• **Work instructions**: Pick out and copy every line in the records that contains the word "stone". Case counts.

• **Data to use**:

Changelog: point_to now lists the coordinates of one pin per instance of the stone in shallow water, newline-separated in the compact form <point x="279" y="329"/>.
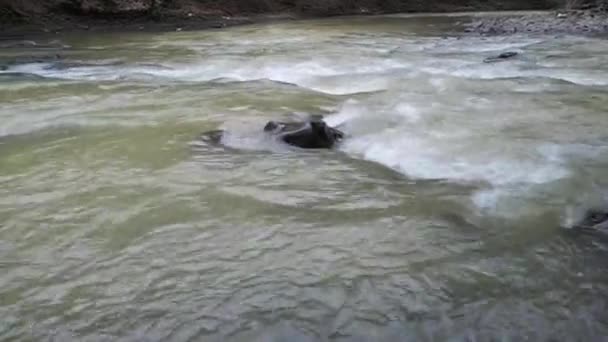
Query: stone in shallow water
<point x="594" y="221"/>
<point x="312" y="134"/>
<point x="501" y="57"/>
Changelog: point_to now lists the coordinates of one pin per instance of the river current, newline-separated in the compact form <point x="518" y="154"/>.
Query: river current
<point x="440" y="216"/>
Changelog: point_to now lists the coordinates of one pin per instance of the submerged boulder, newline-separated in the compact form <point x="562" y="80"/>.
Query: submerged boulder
<point x="501" y="57"/>
<point x="312" y="134"/>
<point x="594" y="221"/>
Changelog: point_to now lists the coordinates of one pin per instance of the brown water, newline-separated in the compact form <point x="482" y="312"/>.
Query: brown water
<point x="439" y="217"/>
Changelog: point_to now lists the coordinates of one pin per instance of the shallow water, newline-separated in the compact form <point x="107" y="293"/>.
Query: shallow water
<point x="438" y="217"/>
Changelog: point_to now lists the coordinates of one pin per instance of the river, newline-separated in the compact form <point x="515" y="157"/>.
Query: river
<point x="440" y="216"/>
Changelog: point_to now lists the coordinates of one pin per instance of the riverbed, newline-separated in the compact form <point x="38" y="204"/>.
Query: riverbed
<point x="440" y="215"/>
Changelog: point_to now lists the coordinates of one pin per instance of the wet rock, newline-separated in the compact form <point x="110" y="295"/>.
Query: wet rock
<point x="313" y="134"/>
<point x="573" y="22"/>
<point x="594" y="221"/>
<point x="501" y="57"/>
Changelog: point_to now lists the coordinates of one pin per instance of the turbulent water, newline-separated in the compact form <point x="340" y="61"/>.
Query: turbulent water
<point x="439" y="216"/>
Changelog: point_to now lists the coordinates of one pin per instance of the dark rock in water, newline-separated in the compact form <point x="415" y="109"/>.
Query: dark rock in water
<point x="313" y="134"/>
<point x="595" y="221"/>
<point x="212" y="137"/>
<point x="502" y="56"/>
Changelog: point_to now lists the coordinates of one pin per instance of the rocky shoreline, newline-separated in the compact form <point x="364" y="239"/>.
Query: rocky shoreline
<point x="575" y="22"/>
<point x="21" y="23"/>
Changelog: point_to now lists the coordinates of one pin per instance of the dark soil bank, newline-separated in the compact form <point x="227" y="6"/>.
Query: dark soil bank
<point x="53" y="15"/>
<point x="587" y="22"/>
<point x="18" y="17"/>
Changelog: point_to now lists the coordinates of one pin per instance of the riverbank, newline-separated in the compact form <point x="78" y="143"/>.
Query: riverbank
<point x="49" y="16"/>
<point x="34" y="18"/>
<point x="574" y="22"/>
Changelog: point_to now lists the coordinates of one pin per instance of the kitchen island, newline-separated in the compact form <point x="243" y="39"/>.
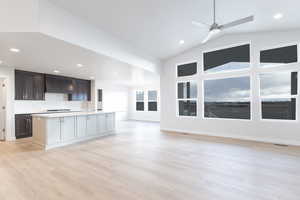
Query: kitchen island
<point x="60" y="129"/>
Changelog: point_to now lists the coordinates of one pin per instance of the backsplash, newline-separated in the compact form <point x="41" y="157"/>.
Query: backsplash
<point x="52" y="101"/>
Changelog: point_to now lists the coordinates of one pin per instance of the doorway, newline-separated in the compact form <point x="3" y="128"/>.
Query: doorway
<point x="2" y="108"/>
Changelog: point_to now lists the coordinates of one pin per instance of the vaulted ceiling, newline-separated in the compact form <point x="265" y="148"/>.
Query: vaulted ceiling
<point x="157" y="26"/>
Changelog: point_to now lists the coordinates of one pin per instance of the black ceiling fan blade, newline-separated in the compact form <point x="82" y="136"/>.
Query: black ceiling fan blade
<point x="237" y="22"/>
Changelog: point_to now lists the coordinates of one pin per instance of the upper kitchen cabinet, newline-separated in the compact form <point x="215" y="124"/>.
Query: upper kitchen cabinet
<point x="29" y="85"/>
<point x="82" y="90"/>
<point x="59" y="84"/>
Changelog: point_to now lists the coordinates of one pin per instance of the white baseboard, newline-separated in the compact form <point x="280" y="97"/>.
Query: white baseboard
<point x="10" y="139"/>
<point x="265" y="140"/>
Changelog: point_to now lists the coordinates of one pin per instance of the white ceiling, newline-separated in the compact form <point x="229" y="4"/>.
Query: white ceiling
<point x="156" y="26"/>
<point x="41" y="53"/>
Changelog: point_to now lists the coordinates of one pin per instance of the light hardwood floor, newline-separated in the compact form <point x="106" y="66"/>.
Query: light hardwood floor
<point x="141" y="163"/>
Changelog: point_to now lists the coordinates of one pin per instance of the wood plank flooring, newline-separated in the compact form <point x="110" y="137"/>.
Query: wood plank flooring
<point x="141" y="163"/>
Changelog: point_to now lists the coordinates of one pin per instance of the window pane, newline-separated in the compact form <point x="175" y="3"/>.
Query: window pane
<point x="227" y="59"/>
<point x="187" y="69"/>
<point x="188" y="108"/>
<point x="275" y="84"/>
<point x="139" y="96"/>
<point x="152" y="106"/>
<point x="229" y="89"/>
<point x="283" y="55"/>
<point x="230" y="110"/>
<point x="140" y="106"/>
<point x="152" y="95"/>
<point x="187" y="90"/>
<point x="227" y="98"/>
<point x="284" y="108"/>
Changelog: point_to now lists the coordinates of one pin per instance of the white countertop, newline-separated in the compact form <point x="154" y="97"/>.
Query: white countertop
<point x="70" y="114"/>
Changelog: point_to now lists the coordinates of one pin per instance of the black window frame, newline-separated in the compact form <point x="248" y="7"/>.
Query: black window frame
<point x="187" y="100"/>
<point x="211" y="51"/>
<point x="186" y="64"/>
<point x="276" y="48"/>
<point x="204" y="108"/>
<point x="293" y="97"/>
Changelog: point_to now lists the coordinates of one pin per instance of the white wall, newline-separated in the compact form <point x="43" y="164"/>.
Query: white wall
<point x="19" y="16"/>
<point x="145" y="115"/>
<point x="268" y="131"/>
<point x="115" y="98"/>
<point x="8" y="75"/>
<point x="59" y="23"/>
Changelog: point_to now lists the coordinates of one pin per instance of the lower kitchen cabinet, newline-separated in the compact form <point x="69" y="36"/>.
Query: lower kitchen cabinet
<point x="23" y="126"/>
<point x="101" y="124"/>
<point x="52" y="132"/>
<point x="91" y="125"/>
<point x="81" y="126"/>
<point x="52" y="127"/>
<point x="110" y="122"/>
<point x="67" y="128"/>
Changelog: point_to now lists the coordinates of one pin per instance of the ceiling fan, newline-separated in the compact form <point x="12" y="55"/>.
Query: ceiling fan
<point x="215" y="28"/>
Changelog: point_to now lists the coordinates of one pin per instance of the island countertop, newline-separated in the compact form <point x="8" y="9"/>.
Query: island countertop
<point x="70" y="114"/>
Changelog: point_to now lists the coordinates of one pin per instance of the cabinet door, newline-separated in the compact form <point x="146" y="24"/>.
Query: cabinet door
<point x="101" y="124"/>
<point x="91" y="125"/>
<point x="19" y="85"/>
<point x="110" y="122"/>
<point x="29" y="85"/>
<point x="81" y="126"/>
<point x="53" y="131"/>
<point x="38" y="87"/>
<point x="67" y="128"/>
<point x="23" y="126"/>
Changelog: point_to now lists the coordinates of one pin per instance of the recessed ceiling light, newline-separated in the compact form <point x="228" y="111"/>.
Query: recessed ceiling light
<point x="14" y="50"/>
<point x="278" y="16"/>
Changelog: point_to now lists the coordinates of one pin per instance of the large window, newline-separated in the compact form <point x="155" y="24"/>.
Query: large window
<point x="140" y="101"/>
<point x="227" y="98"/>
<point x="152" y="100"/>
<point x="187" y="98"/>
<point x="278" y="92"/>
<point x="279" y="56"/>
<point x="187" y="69"/>
<point x="230" y="59"/>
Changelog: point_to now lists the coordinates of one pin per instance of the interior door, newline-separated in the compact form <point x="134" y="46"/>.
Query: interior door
<point x="2" y="109"/>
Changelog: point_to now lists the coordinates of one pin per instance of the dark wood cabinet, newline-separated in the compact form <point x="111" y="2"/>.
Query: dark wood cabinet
<point x="23" y="126"/>
<point x="82" y="90"/>
<point x="33" y="86"/>
<point x="59" y="84"/>
<point x="29" y="86"/>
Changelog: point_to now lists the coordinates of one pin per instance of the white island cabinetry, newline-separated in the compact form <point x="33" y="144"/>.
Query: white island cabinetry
<point x="60" y="129"/>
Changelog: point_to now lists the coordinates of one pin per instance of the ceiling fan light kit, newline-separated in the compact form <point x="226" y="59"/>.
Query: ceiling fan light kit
<point x="215" y="28"/>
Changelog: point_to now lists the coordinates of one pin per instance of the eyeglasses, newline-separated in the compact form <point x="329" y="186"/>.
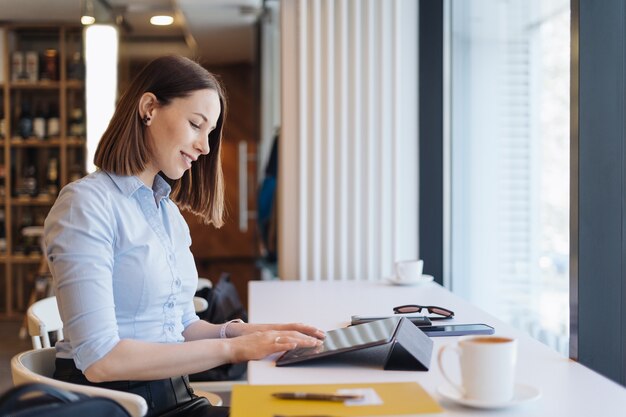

• **Solution to this problem**:
Changelog: point_to now lists the coordinates of one pin per instance of the stone in shallow water, newline-separated in the compact form <point x="279" y="329"/>.
Query: stone in shallow water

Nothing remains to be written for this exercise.